Free-text object descriptions
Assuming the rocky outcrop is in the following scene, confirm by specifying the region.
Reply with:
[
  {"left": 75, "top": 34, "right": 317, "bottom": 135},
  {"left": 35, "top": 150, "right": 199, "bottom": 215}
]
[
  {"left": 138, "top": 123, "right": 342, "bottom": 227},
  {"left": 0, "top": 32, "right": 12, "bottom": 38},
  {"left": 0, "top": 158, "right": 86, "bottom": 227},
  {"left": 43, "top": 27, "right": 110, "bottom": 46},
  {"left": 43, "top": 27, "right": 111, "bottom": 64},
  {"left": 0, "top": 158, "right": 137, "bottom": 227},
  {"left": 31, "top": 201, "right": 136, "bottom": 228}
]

▶ WHAT IS EXPECTED
Nothing in the records may change. Print all of them.

▶ EXPECTED ANSWER
Assuming the rocky outcrop is in the following scene, confirm by specifying the region.
Reply with:
[
  {"left": 75, "top": 34, "right": 317, "bottom": 135},
  {"left": 35, "top": 150, "right": 199, "bottom": 215}
]
[
  {"left": 138, "top": 123, "right": 342, "bottom": 227},
  {"left": 0, "top": 32, "right": 12, "bottom": 38},
  {"left": 0, "top": 158, "right": 86, "bottom": 227},
  {"left": 43, "top": 27, "right": 110, "bottom": 46},
  {"left": 43, "top": 27, "right": 111, "bottom": 64},
  {"left": 0, "top": 158, "right": 137, "bottom": 227},
  {"left": 31, "top": 201, "right": 136, "bottom": 228}
]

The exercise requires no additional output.